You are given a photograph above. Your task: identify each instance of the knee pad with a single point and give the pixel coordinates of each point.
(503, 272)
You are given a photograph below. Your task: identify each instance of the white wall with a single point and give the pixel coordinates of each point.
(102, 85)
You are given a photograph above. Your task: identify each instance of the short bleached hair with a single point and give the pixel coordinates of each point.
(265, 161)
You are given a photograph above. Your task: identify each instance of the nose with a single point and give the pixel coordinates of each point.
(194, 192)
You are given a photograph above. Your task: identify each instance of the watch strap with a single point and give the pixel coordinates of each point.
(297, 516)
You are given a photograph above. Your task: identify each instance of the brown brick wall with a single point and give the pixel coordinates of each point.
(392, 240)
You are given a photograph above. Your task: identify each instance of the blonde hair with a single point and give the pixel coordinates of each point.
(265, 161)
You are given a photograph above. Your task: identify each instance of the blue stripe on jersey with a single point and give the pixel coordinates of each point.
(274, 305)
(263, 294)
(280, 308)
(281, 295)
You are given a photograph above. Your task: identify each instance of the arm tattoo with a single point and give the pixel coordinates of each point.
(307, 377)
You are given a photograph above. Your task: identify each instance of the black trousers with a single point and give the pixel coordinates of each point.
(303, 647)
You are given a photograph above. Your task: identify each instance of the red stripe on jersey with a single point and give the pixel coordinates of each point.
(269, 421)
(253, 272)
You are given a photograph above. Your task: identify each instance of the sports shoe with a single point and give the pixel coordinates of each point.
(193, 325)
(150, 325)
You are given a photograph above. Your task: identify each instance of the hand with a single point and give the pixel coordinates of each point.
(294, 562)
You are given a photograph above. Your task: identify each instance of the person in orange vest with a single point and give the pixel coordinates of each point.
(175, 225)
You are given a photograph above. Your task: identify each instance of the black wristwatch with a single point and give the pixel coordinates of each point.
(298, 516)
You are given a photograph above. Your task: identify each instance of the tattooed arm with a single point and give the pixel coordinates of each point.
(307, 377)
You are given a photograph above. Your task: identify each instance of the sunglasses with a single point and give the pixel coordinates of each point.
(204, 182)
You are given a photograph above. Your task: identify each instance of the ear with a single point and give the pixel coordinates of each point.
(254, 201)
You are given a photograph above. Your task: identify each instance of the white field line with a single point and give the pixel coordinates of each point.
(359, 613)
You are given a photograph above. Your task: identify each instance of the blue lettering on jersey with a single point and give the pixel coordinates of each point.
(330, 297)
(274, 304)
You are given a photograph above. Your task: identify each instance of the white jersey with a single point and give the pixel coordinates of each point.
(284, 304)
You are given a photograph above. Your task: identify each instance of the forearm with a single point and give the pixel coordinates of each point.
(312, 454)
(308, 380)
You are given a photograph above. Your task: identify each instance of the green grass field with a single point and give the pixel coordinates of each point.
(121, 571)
━━━
What is needed: Recreate the listing word for word, omitting nothing.

Solution below:
You are given a photograph above. Your task: identify each instance of the knee pad with a single point and give the pixel coordinates of each point.
(503, 272)
You are given a photograph below. Your task: identify each instance of the white wall with a single point and give the pixel coordinates of each point.
(102, 85)
You are given a photograph above. Your task: identify each instance of the short bleached hair with a single point and give the pixel coordinates of each point.
(265, 161)
You are given a photograph above. Your task: identify each instance of the nose with a single point and give the pixel coordinates of each point.
(194, 192)
You are given a photograph above. Your task: identify each instance of the watch strap with a single point and give the pixel coordinates of each point.
(297, 516)
You are given a photograph above. Your task: identify each instance of the brown brick wall with a single point and give the pixel coordinates of each point.
(392, 240)
You are given a photograph above. Your task: identify each instance of the blonde hair with a single point and give the pixel coordinates of each point.
(265, 161)
You are given a photograph above. Your task: identify each instance of the blue stripe on jersey with a single point and give the pixel coordinates of each point.
(274, 305)
(263, 294)
(280, 308)
(281, 295)
You are given a photograph above. Your task: identify each instance of the arm tattoo with a single point and give the pixel coordinates of each point.
(307, 377)
You are given a photograph above. Your task: identify each instance of the black trousers with a single point and give the pixel coordinates of each point.
(303, 647)
You are given a photograph above. Your task: identify each instance of the red stripe on jersey with a single point and give the pixel coordinates of each point.
(269, 421)
(253, 272)
You are given a photograph above. Your task: identify each instance of the sports shoe with a single point and give the pixel coordinates of each point.
(193, 325)
(150, 325)
You are given a photograph above. Your task: identify each instance of the hand with a single point and give the pixel coordinates of each point.
(294, 562)
You are given a photograph above. Your task: identify each instance of the person in orange vest with a single point and give the pixel coordinates of each point.
(175, 225)
You are given a photograph above. Your task: identify each instance of the black wristwatch with a single point and give the pixel coordinates of each point.
(298, 516)
You are given a photograph above. Your task: identify each instance of the tattooed arm with a single point and give the pixel coordinates of each point.
(307, 377)
You are given a photograph above. Your task: identify each instance of the sunglasses with a single point and give the pixel coordinates of each point.
(204, 182)
You are given a photograph above. Your task: identify each instance of the ear with a single point and give the pixel coordinates of each point.
(254, 201)
You are given a photograph above. Your task: identify each instance of the white field line with a single point and give the pixel coordinates of each point.
(359, 613)
You are given a photograph above. Your task: identify each instance of the blue lettering on jersey with a single point and give the pixel coordinates of each point.
(330, 297)
(274, 304)
You are given a photograph above. Your task: identify each instance of the white jersey with a single point and give the pixel coordinates of each point.
(284, 304)
You are given a photograph above. Your task: identify each instance of the forearm with a single point and give the pixel coordinates of each point.
(312, 454)
(308, 380)
You are given a photograph above. Your task: identify each instance of the green grass field with a single point and give the pixel coordinates of each point.
(121, 571)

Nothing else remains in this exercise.